Ele disse que uma das vítimas foi Yassin Abdelmonem Ezaldin, que ele descreveu como um "comandante de artilharia do setor Litani da organização terrorista Hezbollah" responsável por "abrir inúmeras linhas de fogo contra o norte do país durante a guerra" e "tentar reabilitar as forças de artilharia do Hezbollah".
A esse respeito, ele enfatizou que o ataque foi lançado contra a cidade de Barish, enquanto o Ministério da Saúde libanês confirmou em uma declaração relatada pela agência de notícias libanesa NNA "um ataque com um drone israelense" na área, embora tenha observado que o evento resultou em um ferido, sem confirmar fatalidades.
O exército israelense emitiu um segundo comunicado anunciando a morte de Muhamad Ahmed Jaris, "comandante da unidade antitanque do Hezbollah em Sheba, Nabatiye". "Durante a guerra, esse terrorista promoveu planos para atacar o Estado de Israel", disse o comunicado.
"Além disso, o terrorista continuou a promover conspirações terroristas no sul do Líbano, violando os entendimentos entre Israel e Líbano", argumentou, referindo-se ao cessar-fogo, enquanto afirmava que as forças israelenses "continuam a monitorar e interromper as tentativas do Hezbollah de manter os preparativos para prejudicar Israel sob os auspícios das operações com o Irã".

##############################

◆ **Enunciado 1**
Copie o trecho sobre os ataques israelenses no Líbano, começando em "A esse respeito, ele" e terminando em "sem confirmar fatalidades.".
◆ **Enunciado 2**
Dê continuidade ao trecho sobre os ataques israelenses no Líbano a partir da última frase apresentada.
Os registros não têm relação com o trecho sobre os ataques israelenses no Líbano.

◆ **Registros fornecidos**

##############################

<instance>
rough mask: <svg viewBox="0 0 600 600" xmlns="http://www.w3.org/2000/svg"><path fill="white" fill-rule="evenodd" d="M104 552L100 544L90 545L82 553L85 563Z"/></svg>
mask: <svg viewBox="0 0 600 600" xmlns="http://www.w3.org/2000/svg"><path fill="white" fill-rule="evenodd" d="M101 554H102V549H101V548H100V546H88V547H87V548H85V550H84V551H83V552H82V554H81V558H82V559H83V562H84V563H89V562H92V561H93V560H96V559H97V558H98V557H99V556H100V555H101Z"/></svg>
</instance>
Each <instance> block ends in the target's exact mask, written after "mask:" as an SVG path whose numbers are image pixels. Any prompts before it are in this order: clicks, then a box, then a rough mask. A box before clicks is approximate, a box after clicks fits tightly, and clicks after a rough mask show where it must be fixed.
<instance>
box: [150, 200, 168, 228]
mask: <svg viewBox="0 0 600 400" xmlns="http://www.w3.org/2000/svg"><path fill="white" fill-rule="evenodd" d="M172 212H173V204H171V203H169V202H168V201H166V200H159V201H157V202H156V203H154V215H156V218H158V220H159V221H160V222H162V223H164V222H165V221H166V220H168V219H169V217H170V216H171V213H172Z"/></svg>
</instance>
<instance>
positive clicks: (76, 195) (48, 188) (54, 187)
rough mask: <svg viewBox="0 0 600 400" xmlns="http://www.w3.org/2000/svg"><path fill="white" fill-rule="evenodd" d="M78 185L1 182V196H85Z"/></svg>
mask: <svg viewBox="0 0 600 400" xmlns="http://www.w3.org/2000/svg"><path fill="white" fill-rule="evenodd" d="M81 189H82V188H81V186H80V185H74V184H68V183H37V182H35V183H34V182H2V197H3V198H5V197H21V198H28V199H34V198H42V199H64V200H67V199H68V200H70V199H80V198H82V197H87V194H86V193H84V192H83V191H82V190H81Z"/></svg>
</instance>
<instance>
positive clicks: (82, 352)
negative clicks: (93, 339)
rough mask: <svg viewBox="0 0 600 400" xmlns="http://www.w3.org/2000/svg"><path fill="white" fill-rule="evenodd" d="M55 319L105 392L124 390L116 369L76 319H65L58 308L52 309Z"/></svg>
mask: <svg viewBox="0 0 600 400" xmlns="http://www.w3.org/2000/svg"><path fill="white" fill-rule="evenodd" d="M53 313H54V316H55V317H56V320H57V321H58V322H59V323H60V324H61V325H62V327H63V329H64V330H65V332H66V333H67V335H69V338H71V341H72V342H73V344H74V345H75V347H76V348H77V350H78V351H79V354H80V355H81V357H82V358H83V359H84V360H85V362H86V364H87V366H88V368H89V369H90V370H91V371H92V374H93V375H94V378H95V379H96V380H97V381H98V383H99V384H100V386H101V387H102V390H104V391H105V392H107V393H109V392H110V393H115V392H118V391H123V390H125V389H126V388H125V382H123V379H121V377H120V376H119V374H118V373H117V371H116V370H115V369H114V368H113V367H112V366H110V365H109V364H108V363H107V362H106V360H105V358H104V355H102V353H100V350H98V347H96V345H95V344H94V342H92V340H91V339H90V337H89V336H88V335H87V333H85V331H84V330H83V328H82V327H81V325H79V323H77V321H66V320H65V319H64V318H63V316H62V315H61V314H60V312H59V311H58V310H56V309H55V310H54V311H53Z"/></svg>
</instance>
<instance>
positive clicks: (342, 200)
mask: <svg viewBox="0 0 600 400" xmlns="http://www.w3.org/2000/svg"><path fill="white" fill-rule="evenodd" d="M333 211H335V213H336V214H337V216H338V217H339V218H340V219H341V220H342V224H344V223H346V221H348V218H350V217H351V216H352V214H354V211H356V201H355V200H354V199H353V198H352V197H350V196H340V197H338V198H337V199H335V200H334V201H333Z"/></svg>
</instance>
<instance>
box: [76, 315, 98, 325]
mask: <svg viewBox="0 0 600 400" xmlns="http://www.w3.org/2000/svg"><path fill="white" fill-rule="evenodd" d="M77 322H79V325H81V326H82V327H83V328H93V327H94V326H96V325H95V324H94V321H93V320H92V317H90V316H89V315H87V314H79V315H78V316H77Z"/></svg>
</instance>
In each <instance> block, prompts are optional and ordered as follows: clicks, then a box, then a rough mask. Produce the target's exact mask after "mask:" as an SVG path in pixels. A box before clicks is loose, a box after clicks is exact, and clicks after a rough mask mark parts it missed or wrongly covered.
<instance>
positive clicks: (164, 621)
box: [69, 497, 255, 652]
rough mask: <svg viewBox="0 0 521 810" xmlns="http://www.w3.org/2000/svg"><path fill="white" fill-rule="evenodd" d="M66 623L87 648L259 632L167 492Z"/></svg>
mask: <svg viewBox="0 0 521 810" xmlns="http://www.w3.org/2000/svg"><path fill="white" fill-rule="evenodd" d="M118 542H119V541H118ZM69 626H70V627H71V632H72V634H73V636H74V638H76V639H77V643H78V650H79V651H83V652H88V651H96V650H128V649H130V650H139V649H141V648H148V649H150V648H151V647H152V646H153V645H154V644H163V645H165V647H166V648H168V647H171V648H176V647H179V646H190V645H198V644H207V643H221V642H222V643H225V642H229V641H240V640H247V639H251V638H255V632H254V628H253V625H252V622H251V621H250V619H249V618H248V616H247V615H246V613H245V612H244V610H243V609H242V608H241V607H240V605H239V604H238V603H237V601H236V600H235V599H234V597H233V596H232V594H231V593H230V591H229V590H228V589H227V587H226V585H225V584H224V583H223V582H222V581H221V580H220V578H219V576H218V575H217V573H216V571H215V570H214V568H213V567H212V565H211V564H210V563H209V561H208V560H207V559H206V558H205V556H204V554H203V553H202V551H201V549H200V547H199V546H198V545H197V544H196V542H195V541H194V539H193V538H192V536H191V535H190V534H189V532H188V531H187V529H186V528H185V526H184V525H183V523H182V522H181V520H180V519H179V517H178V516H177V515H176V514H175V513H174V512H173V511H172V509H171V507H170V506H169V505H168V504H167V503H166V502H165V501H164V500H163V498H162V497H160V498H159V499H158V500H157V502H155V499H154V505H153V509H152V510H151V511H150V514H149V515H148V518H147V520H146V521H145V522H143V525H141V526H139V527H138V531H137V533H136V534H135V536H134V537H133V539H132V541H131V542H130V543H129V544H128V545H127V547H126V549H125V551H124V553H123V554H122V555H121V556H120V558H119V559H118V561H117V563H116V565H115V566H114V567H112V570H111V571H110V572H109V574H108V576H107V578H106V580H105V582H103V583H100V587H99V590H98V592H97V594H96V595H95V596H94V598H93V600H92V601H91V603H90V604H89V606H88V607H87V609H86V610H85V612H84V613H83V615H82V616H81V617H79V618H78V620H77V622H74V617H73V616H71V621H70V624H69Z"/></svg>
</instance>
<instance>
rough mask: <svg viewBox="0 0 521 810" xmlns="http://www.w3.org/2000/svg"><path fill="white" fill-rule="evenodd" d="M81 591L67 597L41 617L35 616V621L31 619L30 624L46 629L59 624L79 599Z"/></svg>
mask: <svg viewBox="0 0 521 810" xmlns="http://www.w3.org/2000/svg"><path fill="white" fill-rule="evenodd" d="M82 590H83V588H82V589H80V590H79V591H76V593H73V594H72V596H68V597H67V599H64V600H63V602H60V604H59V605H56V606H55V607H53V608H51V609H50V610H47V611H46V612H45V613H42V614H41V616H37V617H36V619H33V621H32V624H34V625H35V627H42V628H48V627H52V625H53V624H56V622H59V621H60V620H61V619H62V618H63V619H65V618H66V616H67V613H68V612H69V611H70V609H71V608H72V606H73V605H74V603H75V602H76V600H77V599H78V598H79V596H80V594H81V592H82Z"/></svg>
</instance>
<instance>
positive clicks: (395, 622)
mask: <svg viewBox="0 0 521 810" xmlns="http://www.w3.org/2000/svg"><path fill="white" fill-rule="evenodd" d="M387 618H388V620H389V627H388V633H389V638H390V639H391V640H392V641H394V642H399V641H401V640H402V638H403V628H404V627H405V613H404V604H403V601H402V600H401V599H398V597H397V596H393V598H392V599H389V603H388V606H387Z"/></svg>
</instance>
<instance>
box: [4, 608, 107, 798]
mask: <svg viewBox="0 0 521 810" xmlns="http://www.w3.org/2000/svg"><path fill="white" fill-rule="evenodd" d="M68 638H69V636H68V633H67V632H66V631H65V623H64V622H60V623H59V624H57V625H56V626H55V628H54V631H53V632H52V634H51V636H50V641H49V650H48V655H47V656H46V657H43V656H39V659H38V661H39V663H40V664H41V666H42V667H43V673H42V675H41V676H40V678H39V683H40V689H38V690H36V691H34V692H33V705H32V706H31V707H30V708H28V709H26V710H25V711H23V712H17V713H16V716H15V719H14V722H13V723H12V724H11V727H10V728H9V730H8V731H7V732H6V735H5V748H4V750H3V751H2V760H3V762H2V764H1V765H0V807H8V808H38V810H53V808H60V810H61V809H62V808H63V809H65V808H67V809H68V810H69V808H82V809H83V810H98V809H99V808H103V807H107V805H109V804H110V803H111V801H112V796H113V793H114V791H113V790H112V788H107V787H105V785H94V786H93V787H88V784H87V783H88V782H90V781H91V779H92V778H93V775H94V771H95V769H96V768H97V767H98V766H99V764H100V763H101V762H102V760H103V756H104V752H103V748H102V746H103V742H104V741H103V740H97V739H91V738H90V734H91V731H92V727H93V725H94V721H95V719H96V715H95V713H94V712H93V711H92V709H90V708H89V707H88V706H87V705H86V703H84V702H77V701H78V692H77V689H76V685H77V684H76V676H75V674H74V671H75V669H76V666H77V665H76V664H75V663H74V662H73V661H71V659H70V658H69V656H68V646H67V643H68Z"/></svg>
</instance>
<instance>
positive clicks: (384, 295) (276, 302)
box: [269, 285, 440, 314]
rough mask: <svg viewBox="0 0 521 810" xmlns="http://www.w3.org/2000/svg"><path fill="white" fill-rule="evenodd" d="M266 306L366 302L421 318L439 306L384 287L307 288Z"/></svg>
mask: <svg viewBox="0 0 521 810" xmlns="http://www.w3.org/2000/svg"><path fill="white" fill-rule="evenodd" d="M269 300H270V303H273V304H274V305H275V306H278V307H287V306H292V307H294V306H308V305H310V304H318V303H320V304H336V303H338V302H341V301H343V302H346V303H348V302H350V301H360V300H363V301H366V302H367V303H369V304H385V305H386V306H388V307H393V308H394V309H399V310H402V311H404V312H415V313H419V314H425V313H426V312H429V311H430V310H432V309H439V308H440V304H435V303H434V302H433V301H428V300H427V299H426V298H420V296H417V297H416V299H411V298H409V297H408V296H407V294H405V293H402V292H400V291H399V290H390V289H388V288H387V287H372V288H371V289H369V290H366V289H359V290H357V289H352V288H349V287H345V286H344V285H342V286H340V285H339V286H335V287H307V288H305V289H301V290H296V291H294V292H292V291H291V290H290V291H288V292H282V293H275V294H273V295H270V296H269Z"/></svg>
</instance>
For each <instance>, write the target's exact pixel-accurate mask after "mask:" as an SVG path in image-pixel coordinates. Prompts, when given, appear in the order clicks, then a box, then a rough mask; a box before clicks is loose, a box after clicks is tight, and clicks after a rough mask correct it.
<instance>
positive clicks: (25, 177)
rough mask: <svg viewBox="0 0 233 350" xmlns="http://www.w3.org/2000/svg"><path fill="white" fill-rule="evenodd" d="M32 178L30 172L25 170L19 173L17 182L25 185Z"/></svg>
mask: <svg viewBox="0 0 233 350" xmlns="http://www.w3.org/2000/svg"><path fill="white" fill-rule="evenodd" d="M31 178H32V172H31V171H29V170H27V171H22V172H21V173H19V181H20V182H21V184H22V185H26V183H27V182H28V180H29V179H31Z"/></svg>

##############################

◆ **Resposta do exercício 1**
A esse respeito, ele enfatizou que o ataque foi lançado contra a cidade de Barish, enquanto o Ministério da Saúde libanês confirmou em uma declaração relatada pela agência de notícias libanesa NNA "um ataque com um drone israelense" na área, embora tenha observado que o evento resultou em um ferido, sem confirmar fatalidades.

◆ **Resposta do exercício 2**
Israel justifica esses ataques argumentando que está agindo contra as atividades do Hezbollah e, portanto, não viola o cessar-fogo acordado em novembro, embora tanto Beirute quanto o grupo tenham criticado essas ações, que também foram condenadas pela ONU.
O pacto, firmado após meses de combates na esteira dos ataques de 7 de outubro de 2023, estipulou que tanto Israel quanto o Hezbollah deveriam retirar suas tropas do sul do Líbano. No entanto, o exército israelense manteve cinco postos no território do país vizinho, o que também foi criticado pelas autoridades libanesas e pelo grupo xiita, que exigem o fim desse posicionamento.